TASK DETAILS.
Update the entries below by replacing "Point out" with "Mark" wherever it occurs, keeping everything else the same. Leave the pictures out of your answer.

[Photo-based point labeling data]

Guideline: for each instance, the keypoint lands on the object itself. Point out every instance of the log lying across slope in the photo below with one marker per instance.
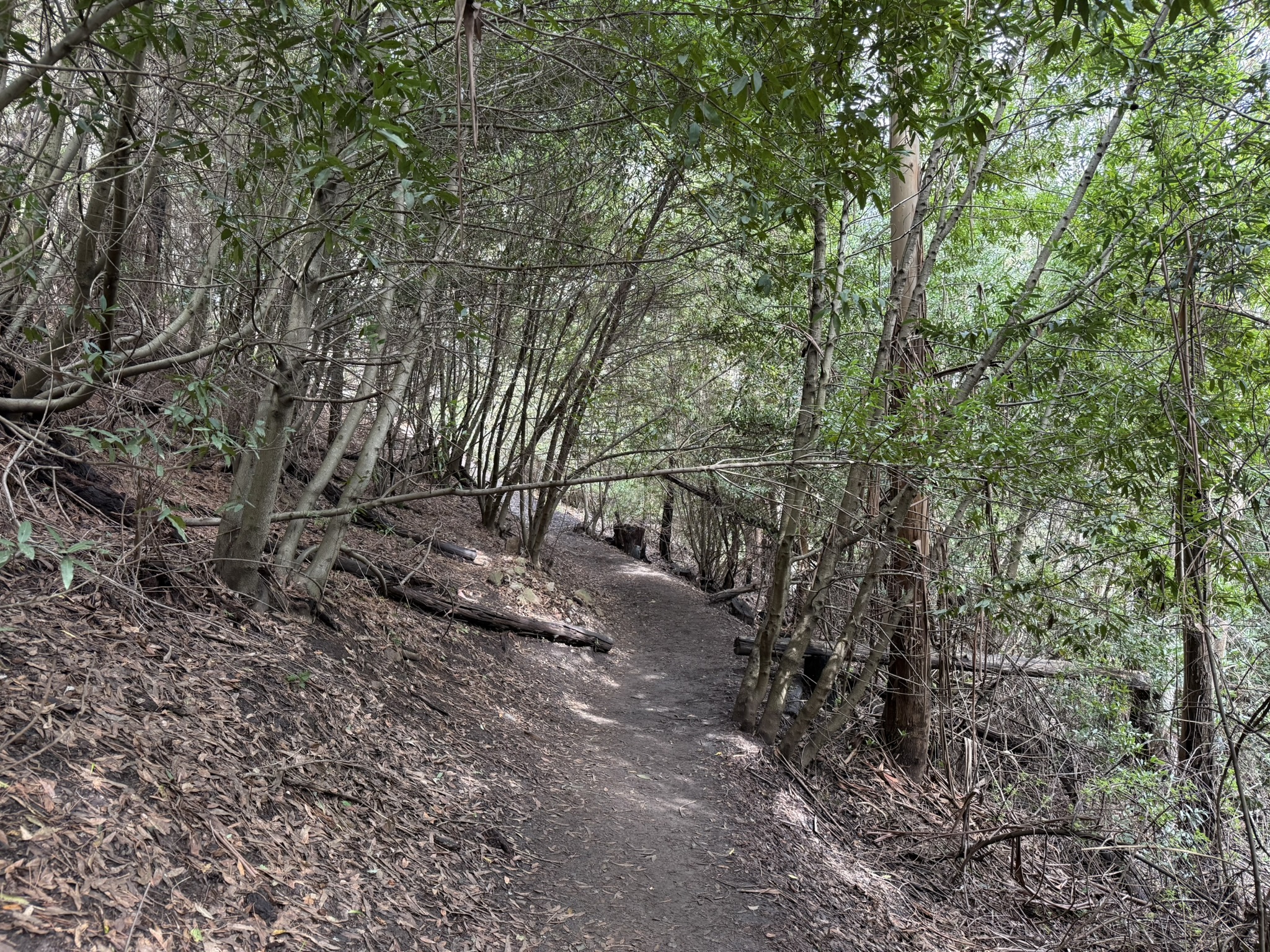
(389, 584)
(990, 664)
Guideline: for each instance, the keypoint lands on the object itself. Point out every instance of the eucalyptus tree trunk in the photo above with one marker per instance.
(664, 540)
(895, 514)
(837, 539)
(335, 450)
(246, 519)
(611, 325)
(753, 683)
(835, 544)
(907, 707)
(328, 550)
(363, 471)
(1196, 715)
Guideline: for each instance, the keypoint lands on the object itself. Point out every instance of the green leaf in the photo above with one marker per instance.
(24, 540)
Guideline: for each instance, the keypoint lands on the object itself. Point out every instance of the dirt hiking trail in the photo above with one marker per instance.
(642, 835)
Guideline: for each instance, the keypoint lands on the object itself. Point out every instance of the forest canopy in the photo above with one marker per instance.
(941, 327)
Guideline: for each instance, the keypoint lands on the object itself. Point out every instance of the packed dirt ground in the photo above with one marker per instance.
(179, 771)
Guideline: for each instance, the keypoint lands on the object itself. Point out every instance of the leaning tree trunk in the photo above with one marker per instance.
(753, 683)
(246, 521)
(907, 707)
(1196, 715)
(339, 443)
(664, 540)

EXERCISE RESULT.
Guideline: for each instance, the keypoint lands on the object itself. Mark every instance of the log lying across slope in the photo below with one marker per instance.
(389, 584)
(990, 664)
Guideline: for each instance, the keypoint lands on the object itself. Mark every instance of the eucalyptus tree trunk in the photo above with one marker per instance.
(664, 540)
(895, 514)
(837, 539)
(335, 450)
(246, 519)
(611, 325)
(753, 683)
(835, 544)
(907, 707)
(328, 550)
(363, 471)
(1196, 715)
Guideline: for each instance, the keypoint lands on the object itself. Mark every instance of the green leaf in the photo above with one marker per instance.
(24, 540)
Guideline: for each instance, the keypoint lands on the object itself. Mark every instance of the dirt hiking trail in the photo above with one marker per instance.
(642, 835)
Guideline: for each instance, the keypoint lands on the object itself. Mark every instance of the forest canopy in the photo above with one marker per instance.
(941, 327)
Guideline: for each instance, the keypoint lands on the object itself. Mark every instance of the packed dirt ground in the photo above with one marker per instance.
(179, 771)
Guideline: for each instance, the keypoint lands on the object itself. Mark every instance of the leaning tree trunk in the photo above with one marker per instance.
(753, 683)
(246, 521)
(907, 707)
(1196, 715)
(339, 443)
(664, 540)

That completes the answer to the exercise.